→ What is expected
Can you copy the records word for word from their beginning up to and including the line with "box: [212, 115, 224, 126]", leaving the pictures out?

-- Task inputs follows --

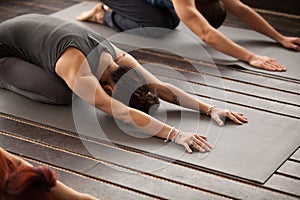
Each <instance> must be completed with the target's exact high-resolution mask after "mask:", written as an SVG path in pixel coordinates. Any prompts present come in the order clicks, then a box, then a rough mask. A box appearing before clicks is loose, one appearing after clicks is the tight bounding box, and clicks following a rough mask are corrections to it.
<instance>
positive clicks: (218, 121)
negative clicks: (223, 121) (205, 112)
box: [212, 115, 224, 126]
mask: <svg viewBox="0 0 300 200" xmlns="http://www.w3.org/2000/svg"><path fill="white" fill-rule="evenodd" d="M212 119H213V120H215V122H217V124H218V125H219V126H223V125H224V123H223V121H222V120H221V119H220V117H219V116H218V115H217V116H214V117H212Z"/></svg>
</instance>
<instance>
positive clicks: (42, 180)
mask: <svg viewBox="0 0 300 200" xmlns="http://www.w3.org/2000/svg"><path fill="white" fill-rule="evenodd" d="M0 166H1V169H0V187H1V188H0V192H1V194H4V198H7V199H10V200H18V199H30V200H35V199H45V200H49V199H51V196H50V189H51V188H52V187H54V186H55V184H56V177H55V175H54V172H53V171H52V170H50V169H49V168H46V167H27V166H20V167H17V166H15V165H14V163H13V162H12V161H11V160H10V159H9V158H7V157H5V156H4V155H3V153H2V152H1V151H0ZM2 166H3V167H2ZM0 197H1V196H0Z"/></svg>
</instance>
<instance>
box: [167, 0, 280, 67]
mask: <svg viewBox="0 0 300 200" xmlns="http://www.w3.org/2000/svg"><path fill="white" fill-rule="evenodd" d="M172 2H173V5H174V8H175V10H176V13H177V15H178V17H179V18H180V20H181V21H182V22H183V23H185V24H186V25H187V26H188V27H189V28H190V30H191V31H193V32H194V33H195V34H196V35H197V36H198V37H199V38H201V39H202V40H203V41H204V42H205V43H207V44H208V45H210V46H211V47H213V48H215V49H216V50H218V51H220V52H222V53H224V54H227V55H230V56H232V57H234V58H237V59H239V60H241V61H244V62H247V63H249V64H250V65H251V66H253V67H256V68H261V69H266V70H270V71H285V70H286V68H285V67H284V66H282V65H281V64H279V63H278V62H277V61H276V60H275V59H273V58H269V57H266V56H260V55H257V54H254V53H253V52H251V51H249V50H247V49H246V48H244V47H242V46H240V45H238V44H236V43H235V42H233V41H232V40H230V39H229V38H227V37H226V36H225V35H223V34H222V33H221V32H219V31H218V30H216V29H215V28H213V27H212V26H211V25H210V24H209V23H208V22H207V20H206V19H205V18H204V17H203V16H202V15H201V13H200V12H199V11H198V10H197V8H196V6H195V2H194V0H184V1H183V0H173V1H172Z"/></svg>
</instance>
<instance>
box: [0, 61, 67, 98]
mask: <svg viewBox="0 0 300 200" xmlns="http://www.w3.org/2000/svg"><path fill="white" fill-rule="evenodd" d="M0 80H2V81H5V82H6V83H8V84H10V85H12V86H14V87H16V88H18V89H20V90H23V91H28V92H30V93H32V94H33V93H36V94H38V95H41V96H44V97H46V98H48V99H49V101H52V102H53V103H55V102H57V103H58V104H66V103H70V102H71V100H72V91H71V90H70V89H69V88H68V87H67V85H66V84H65V83H64V82H63V81H61V82H60V81H59V80H58V79H57V80H55V79H54V78H52V77H51V76H50V75H49V74H48V73H47V72H46V71H45V70H44V69H42V68H40V67H38V66H36V65H34V64H31V63H29V62H26V61H24V60H22V59H19V58H16V57H4V58H1V59H0ZM29 98H30V97H29ZM49 101H48V103H49Z"/></svg>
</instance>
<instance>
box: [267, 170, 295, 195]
mask: <svg viewBox="0 0 300 200" xmlns="http://www.w3.org/2000/svg"><path fill="white" fill-rule="evenodd" d="M265 186H267V187H270V188H274V189H277V190H280V191H285V192H288V193H291V194H294V195H297V196H298V199H299V198H300V190H299V188H300V181H299V179H294V178H289V177H286V176H281V175H277V174H274V175H273V176H272V177H271V178H270V179H269V180H268V181H267V182H266V183H265Z"/></svg>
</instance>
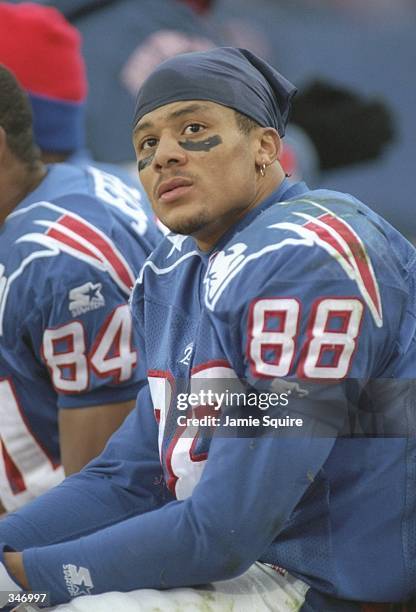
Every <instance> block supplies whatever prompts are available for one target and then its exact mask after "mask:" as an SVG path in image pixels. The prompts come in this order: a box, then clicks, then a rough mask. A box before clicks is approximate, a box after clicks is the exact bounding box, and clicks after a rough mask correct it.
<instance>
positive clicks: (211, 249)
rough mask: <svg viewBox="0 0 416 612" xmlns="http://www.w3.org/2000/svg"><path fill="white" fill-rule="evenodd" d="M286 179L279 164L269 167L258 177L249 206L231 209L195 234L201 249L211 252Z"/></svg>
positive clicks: (199, 246)
mask: <svg viewBox="0 0 416 612" xmlns="http://www.w3.org/2000/svg"><path fill="white" fill-rule="evenodd" d="M284 179H285V173H284V172H283V170H282V168H281V166H280V165H278V164H274V165H273V167H269V168H268V170H267V171H266V174H265V176H264V177H263V176H261V175H260V177H258V179H257V185H256V190H255V192H256V195H255V197H254V199H253V201H252V202H250V203H248V204H247V206H245V207H244V208H242V209H241V211H239V212H238V213H236V212H235V211H230V214H229V215H228V216H226V215H223V217H222V219H221V223H217V224H213V226H212V227H209V228H204V229H203V230H202V231H201V232H198V233H195V234H193V238H194V239H195V242H196V243H197V245H198V248H199V249H200V250H201V251H204V252H209V251H211V250H212V248H213V247H214V246H215V245H216V244H217V242H218V241H219V240H220V239H221V237H222V236H223V235H224V234H225V233H226V232H227V231H228V230H229V229H230V228H231V227H232V226H233V225H235V224H236V223H238V222H239V221H240V220H241V219H242V218H243V217H245V216H246V215H247V214H248V213H249V212H250V211H251V210H253V208H256V207H257V206H259V205H260V204H261V203H262V202H264V200H265V199H266V198H268V197H269V196H270V195H271V194H272V193H273V191H275V190H276V189H277V188H278V187H279V185H281V184H282V182H283V181H284Z"/></svg>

-- Task inputs concluded --

→ Expected output
Each <instance> must be completed with the target's exact high-resolution mask after "mask:", written as an SVG path in pixel coordinates. Any prompts present come in the order clicks, then a box, then a rough mask. A box appearing before clicks is loose, one appearing after clicks is the tight bounding box, and clicks following a rough mask are corrections to it.
<instance>
positive clicks: (218, 121)
negative clicks: (223, 121) (205, 112)
box: [212, 115, 224, 126]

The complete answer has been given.